_Problem details_
Restate each line of the listing exactly, without carrying over any pictures.

_Excerpted records_
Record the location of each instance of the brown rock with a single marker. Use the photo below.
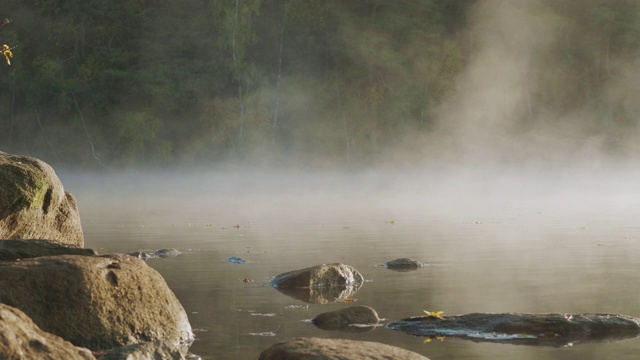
(23, 249)
(98, 302)
(348, 319)
(319, 284)
(326, 349)
(33, 203)
(20, 338)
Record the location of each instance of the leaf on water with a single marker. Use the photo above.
(435, 314)
(236, 260)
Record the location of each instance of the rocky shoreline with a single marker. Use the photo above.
(59, 300)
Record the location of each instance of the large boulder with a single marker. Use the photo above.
(33, 203)
(319, 284)
(23, 249)
(357, 318)
(329, 349)
(98, 302)
(519, 328)
(20, 338)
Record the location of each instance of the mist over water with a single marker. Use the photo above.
(519, 199)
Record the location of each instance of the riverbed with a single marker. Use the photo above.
(493, 242)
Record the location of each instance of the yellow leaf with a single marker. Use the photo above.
(435, 314)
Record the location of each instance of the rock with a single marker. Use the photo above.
(352, 319)
(403, 264)
(164, 253)
(20, 338)
(326, 349)
(33, 203)
(98, 302)
(237, 260)
(141, 255)
(23, 249)
(319, 284)
(529, 329)
(156, 350)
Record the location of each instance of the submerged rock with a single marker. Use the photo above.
(236, 260)
(525, 329)
(319, 284)
(33, 203)
(403, 264)
(20, 338)
(155, 350)
(328, 349)
(98, 302)
(357, 318)
(164, 253)
(23, 249)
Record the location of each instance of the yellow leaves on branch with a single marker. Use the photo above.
(6, 50)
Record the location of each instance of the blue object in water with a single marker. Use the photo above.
(237, 260)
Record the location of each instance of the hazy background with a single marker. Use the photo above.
(329, 84)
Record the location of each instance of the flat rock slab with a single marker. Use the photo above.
(358, 318)
(24, 249)
(33, 203)
(319, 284)
(526, 329)
(97, 302)
(331, 349)
(20, 338)
(403, 265)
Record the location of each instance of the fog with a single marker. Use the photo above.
(515, 105)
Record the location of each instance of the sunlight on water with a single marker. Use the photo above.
(503, 246)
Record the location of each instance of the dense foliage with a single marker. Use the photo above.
(327, 82)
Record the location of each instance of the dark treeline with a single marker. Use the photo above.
(323, 82)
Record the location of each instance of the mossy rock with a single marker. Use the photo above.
(33, 203)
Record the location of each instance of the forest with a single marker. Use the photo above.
(323, 83)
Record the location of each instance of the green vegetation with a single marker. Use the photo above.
(119, 83)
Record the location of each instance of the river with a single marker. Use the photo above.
(493, 242)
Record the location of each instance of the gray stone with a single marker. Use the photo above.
(403, 264)
(357, 318)
(33, 203)
(23, 249)
(164, 253)
(144, 351)
(331, 349)
(529, 329)
(319, 284)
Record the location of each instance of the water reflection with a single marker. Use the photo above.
(507, 246)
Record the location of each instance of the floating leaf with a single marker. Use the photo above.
(435, 314)
(237, 260)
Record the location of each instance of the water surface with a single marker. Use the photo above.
(494, 243)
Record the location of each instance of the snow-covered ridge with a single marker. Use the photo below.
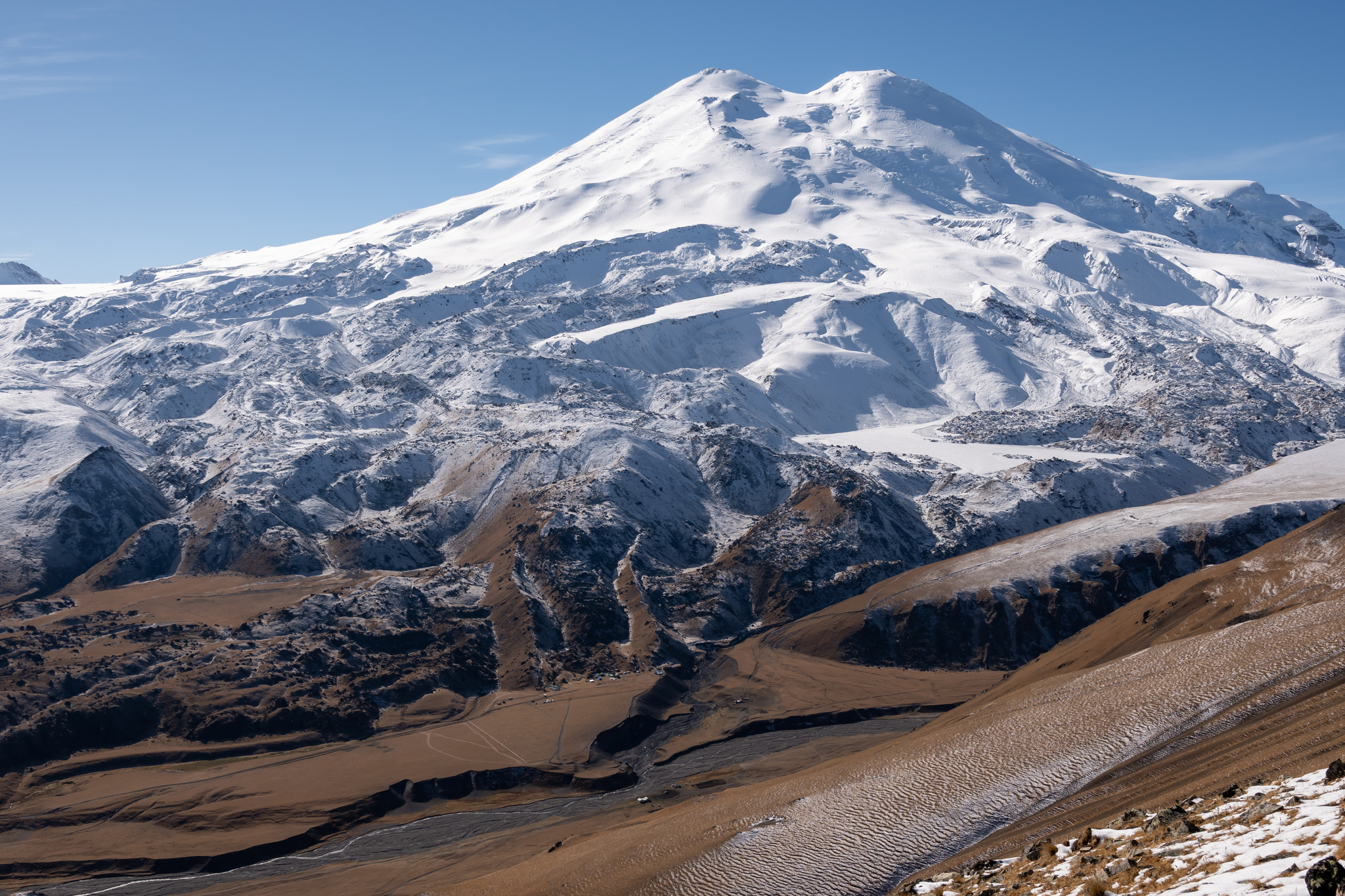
(14, 273)
(632, 331)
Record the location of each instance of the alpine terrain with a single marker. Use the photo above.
(770, 412)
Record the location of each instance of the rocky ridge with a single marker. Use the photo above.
(594, 390)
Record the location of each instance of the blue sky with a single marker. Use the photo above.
(146, 132)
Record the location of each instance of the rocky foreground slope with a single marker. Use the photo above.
(1215, 679)
(586, 382)
(1243, 840)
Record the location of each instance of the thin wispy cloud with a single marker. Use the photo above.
(490, 156)
(1241, 161)
(38, 65)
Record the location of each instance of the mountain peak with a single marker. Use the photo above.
(19, 274)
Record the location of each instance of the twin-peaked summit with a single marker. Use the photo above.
(600, 366)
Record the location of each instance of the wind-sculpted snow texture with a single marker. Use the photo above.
(590, 377)
(865, 825)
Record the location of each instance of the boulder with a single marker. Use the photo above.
(1325, 879)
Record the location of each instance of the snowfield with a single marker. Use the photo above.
(653, 339)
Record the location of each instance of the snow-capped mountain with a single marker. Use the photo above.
(15, 273)
(590, 379)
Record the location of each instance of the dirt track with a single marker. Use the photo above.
(732, 758)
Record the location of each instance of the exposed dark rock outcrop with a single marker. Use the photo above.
(53, 531)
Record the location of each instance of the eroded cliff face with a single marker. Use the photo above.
(57, 528)
(623, 409)
(1002, 606)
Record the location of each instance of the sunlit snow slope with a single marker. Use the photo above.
(591, 375)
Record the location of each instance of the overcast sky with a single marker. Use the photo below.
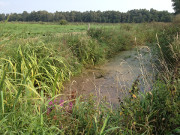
(18, 6)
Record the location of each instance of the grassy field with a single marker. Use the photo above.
(36, 60)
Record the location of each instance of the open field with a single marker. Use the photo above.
(37, 59)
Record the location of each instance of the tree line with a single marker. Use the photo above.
(132, 16)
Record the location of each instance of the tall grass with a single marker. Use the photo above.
(32, 76)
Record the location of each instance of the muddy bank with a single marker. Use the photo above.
(114, 79)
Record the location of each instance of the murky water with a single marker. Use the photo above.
(114, 79)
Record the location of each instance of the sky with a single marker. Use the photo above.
(18, 6)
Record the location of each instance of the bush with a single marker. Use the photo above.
(63, 22)
(176, 19)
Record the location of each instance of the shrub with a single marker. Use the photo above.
(63, 22)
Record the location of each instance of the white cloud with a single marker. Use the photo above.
(4, 3)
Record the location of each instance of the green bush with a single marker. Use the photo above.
(63, 22)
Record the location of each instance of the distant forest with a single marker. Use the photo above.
(132, 16)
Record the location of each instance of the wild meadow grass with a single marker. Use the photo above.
(34, 68)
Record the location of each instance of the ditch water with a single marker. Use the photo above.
(114, 79)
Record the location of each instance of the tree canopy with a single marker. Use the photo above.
(176, 6)
(132, 16)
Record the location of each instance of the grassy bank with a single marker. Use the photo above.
(37, 59)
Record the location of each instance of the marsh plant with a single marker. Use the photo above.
(32, 76)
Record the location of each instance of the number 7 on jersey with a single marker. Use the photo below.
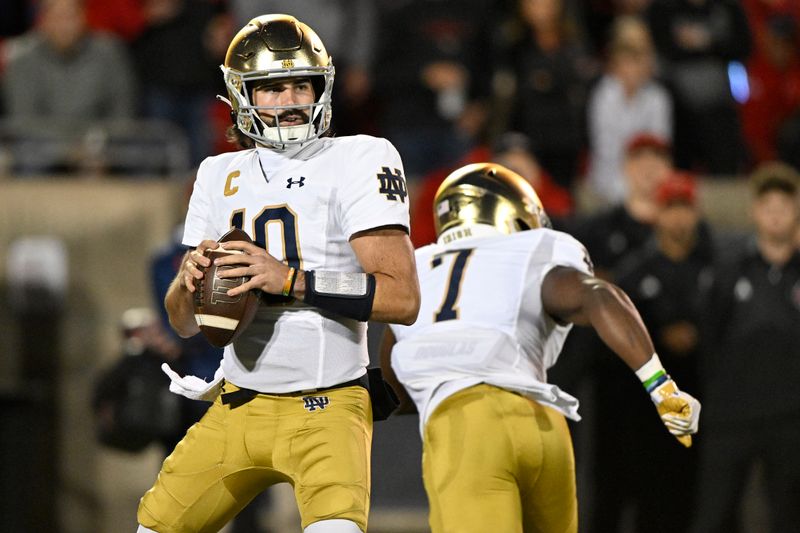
(448, 309)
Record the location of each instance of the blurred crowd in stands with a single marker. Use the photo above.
(626, 102)
(719, 79)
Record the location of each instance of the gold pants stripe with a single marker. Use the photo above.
(231, 455)
(494, 460)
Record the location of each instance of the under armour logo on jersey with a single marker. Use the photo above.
(299, 182)
(312, 403)
(393, 184)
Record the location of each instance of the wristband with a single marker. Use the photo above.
(349, 294)
(652, 374)
(288, 285)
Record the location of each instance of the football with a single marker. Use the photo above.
(222, 318)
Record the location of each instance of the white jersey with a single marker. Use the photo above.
(302, 206)
(481, 319)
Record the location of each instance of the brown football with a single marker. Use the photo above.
(222, 318)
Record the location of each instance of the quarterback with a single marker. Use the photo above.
(329, 222)
(500, 292)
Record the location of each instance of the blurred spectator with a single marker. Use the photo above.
(131, 401)
(552, 69)
(63, 72)
(611, 236)
(601, 14)
(435, 58)
(626, 101)
(697, 40)
(613, 233)
(751, 409)
(513, 151)
(774, 81)
(668, 280)
(348, 28)
(177, 58)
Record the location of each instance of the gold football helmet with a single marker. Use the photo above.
(488, 193)
(272, 47)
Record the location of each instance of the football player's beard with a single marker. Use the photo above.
(269, 118)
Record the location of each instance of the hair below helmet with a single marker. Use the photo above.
(488, 193)
(273, 47)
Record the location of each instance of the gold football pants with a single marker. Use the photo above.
(494, 460)
(321, 446)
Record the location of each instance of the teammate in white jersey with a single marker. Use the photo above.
(500, 292)
(329, 217)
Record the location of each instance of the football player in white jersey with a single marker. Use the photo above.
(329, 218)
(500, 292)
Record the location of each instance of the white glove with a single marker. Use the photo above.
(679, 411)
(193, 387)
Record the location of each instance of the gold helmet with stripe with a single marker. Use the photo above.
(491, 194)
(272, 47)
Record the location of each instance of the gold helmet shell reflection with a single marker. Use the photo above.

_Task output_
Record the location of each instance of the brown rock with a single marker. Use the photo below.
(23, 249)
(98, 302)
(348, 319)
(319, 284)
(326, 349)
(33, 203)
(20, 338)
Record the location of each instance of the leaf on water with a single marker. Use the photo above.
(435, 314)
(236, 260)
Record the location of each instance of the rocky shoreline with a single marker. Use the photo above.
(59, 300)
Record the location of each instance of the large boulder with a single marker. Use the photo above.
(33, 203)
(319, 284)
(23, 249)
(357, 318)
(329, 349)
(98, 302)
(519, 328)
(20, 338)
Record the location of each instance of the mist over water with a single marker. Use the photo above.
(519, 199)
Record the location of each instance of the riverbed with a single marker. Use the photo above.
(493, 242)
Record the location of each instance of the yellow leaf with a single marker. Use the photo above.
(435, 314)
Record the location of each instance of the rock with a single marker. Use the photo above.
(352, 319)
(403, 264)
(164, 253)
(20, 338)
(326, 349)
(33, 203)
(98, 302)
(237, 260)
(141, 255)
(23, 249)
(319, 284)
(529, 329)
(156, 350)
Record the location of each instance of the submerged rock with a single marker. Use the photo above.
(236, 260)
(525, 329)
(319, 284)
(33, 203)
(403, 264)
(20, 338)
(155, 350)
(328, 349)
(98, 302)
(357, 318)
(164, 253)
(23, 249)
Record the location of each instance of the yellow leaves on branch with a single marker. Use the photo above.
(6, 50)
Record the location of each instance of the blue object in water with a single marker. Use the photo above.
(237, 260)
Record the location of each instance of the hazy background with a single marker. Use the photo above.
(329, 84)
Record the location of each instance of the flat rock slab with a single marker. Use the photo above.
(358, 318)
(24, 249)
(33, 203)
(319, 284)
(526, 329)
(97, 302)
(331, 349)
(20, 338)
(403, 265)
Record the location of each instance of the fog with a single marker. Use the photo above.
(515, 105)
Record the location of each instance of the sunlight on water with a single marker. Use the photo above.
(503, 246)
Record the location of each instance of the dense foliage with a single marker. Use the photo above.
(327, 82)
Record the location of each instance of the dark treeline with a single marker. Use the photo above.
(323, 82)
Record the location of each instance of the mossy rock with a single marker. Use the photo above.
(33, 203)
Record the location of each instance of the forest with a single marker. Use the photo above.
(323, 83)
Record the location of each instance of the green vegetation with a single marker. Use the photo above.
(119, 83)
Record the location of each instance of the river with a single marker. Use the photo above.
(493, 242)
Record the location of each instance of the gray stone with a single marker. Use the photo above.
(403, 264)
(357, 318)
(33, 203)
(23, 249)
(164, 253)
(144, 351)
(331, 349)
(529, 329)
(319, 284)
Record the location of each instance of the water reflection with a single marker. Use the photo above.
(507, 246)
Record the location of each instance of the floating leaf with a single marker. Use the photo above.
(435, 314)
(237, 260)
Record the location of each instance of the water surface with a single marker. Use the photo above.
(494, 243)
Record the location of each instance of the snow-covered ridge with a single marker. Use the photo below.
(14, 273)
(632, 331)
Record the location of each instance of the alpine terrain with a single marker. Use the photo above.
(770, 412)
Record the location of each instance of the rocky ridge with a single marker. Use the photo above.
(594, 390)
Record the location of each instance of the blue sky with a single marker. Use the photo above.
(146, 132)
Record the location of each instance of the rocky foreground slope with a single marker. Use the photo above.
(1215, 679)
(586, 382)
(1243, 840)
Record the location of each instance of the thin wispy cloud with a single marker. Use the photo above.
(490, 156)
(1241, 161)
(38, 65)
Record the location of each instance of the mountain peak with a single marker. Use the photo above.
(19, 274)
Record the location of each instance of the twin-peaked summit with a single marker. Use the photo above.
(600, 366)
Record the location of each instance of the wind-sculpted snow texture with a single marker. Use the photo above.
(590, 377)
(865, 825)
Record the location of each instance of the boulder with a single marker. Use the photo above.
(1325, 879)
Record the location of each instance of the snowfield with a single marker. Use the photo above.
(653, 339)
Record the location of each instance of the snow-capped mountain with a single marker. Use the photo above.
(15, 273)
(590, 379)
Record the location of each instance of the dirt track with a single marker. Use the photo above.
(732, 758)
Record the location of each instance of the exposed dark rock outcrop with a single marker. Use the photo above.
(53, 531)
Record the location of each instance of the eroded cliff face with a single marker. Use the photo above.
(57, 528)
(623, 409)
(1002, 606)
Record the location of each instance of the sunlit snow slope with a single marker. Use the photo above.
(591, 375)
Record the location of each instance of the overcast sky with a single marker. Use the photo below.
(18, 6)
Record the location of each instance of the grassy field with a single marker. Use the photo above.
(36, 60)
Record the location of each instance of the open field with a single marker. Use the photo above.
(37, 59)
Record the location of each instance of the tree line with a single marker. Use the photo above.
(132, 16)
Record the location of each instance of the tall grass with a single marker. Use the photo above.
(32, 76)
Record the location of each instance of the muddy bank with a single marker. Use the photo above.
(114, 79)
Record the location of each instance of the murky water with a single marker. Use the photo above.
(114, 79)
Record the location of each instance of the sky with a single marker. Use the photo above.
(18, 6)
Record the location of each instance of the bush with a single marker. Use the photo above.
(63, 22)
(176, 19)
Record the location of each instance of the shrub with a single marker. Use the photo above.
(63, 22)
Record the location of each instance of the white cloud with a single marker. Use the photo above.
(4, 3)
Record the location of each instance of the green bush with a single marker. Use the photo above.
(63, 22)
Record the location of each instance of the distant forest with a single marker. Use the photo above.
(132, 16)
Record the location of each instance of the wild meadow grass with a single marker. Use the photo above.
(34, 68)
Record the location of each instance of the ditch water with a single marker. Use the photo above.
(114, 79)
Record the location of each instance of the tree canopy with a single marker. Use the photo above.
(176, 6)
(132, 16)
Record the location of each instance of the grassy bank with a single marker. Use the photo above.
(37, 59)
Record the location of each instance of the marsh plant with a single marker. Use the photo above.
(32, 76)
Record the location of each instance of the number 7 on jersey with a single marker. Use the photo below.
(448, 309)
Record the location of each instance of the blurred crowd in stands with a single marker. Use the photo above.
(626, 102)
(719, 79)
Record the location of each instance of the gold pants stripe with a single marker. Use the photo above.
(231, 455)
(494, 460)
Record the location of each instance of the under armour logo on jersey with a single marker. Use the photo above.
(299, 182)
(312, 403)
(393, 184)
Record the location of each instance of the wristband with a single marker. Use the photo above.
(349, 294)
(652, 374)
(288, 285)
Record the location of each instance of the football with a single marker. Use the photo above.
(222, 318)
Record the location of each instance of the white jersey with a single marker. Use the photo above.
(302, 206)
(481, 319)
Record the location of each instance of the brown football with a single marker. Use the photo above.
(222, 318)
Record the location of each instance of the quarterback with a single marker. Use the photo above.
(329, 222)
(500, 292)
Record the location of each instance of the blurred spectator with a single marker. Use the photo above.
(131, 401)
(552, 69)
(63, 72)
(611, 236)
(601, 14)
(435, 58)
(626, 101)
(697, 40)
(613, 233)
(751, 409)
(513, 151)
(774, 81)
(668, 280)
(348, 28)
(177, 58)
Record the location of each instance of the gold football helmet with a single marker. Use the photo above.
(488, 193)
(272, 47)
Record the location of each instance of the football player's beard with a single marker. Use the photo above.
(269, 118)
Record the location of each instance of the hair below helmet with a single marker. Use the photo above.
(488, 193)
(273, 47)
Record the location of each instance of the gold football pants with a single marker. Use the photo above.
(494, 460)
(321, 446)
Record the location of each instance of the teammate in white jersey with a single marker. Use the photo above.
(500, 292)
(329, 217)
Record the location of each instance of the football player in white jersey with a single marker. Use the photo above.
(329, 218)
(500, 292)
Record the location of each instance of the white glove with a single marker. Use the photo above.
(679, 411)
(193, 387)
Record the location of each instance of the gold helmet with stripe with a single marker. Use the photo above.
(491, 194)
(272, 47)
Record the location of each instance of the gold helmet shell reflection with a single marker. Use the photo above.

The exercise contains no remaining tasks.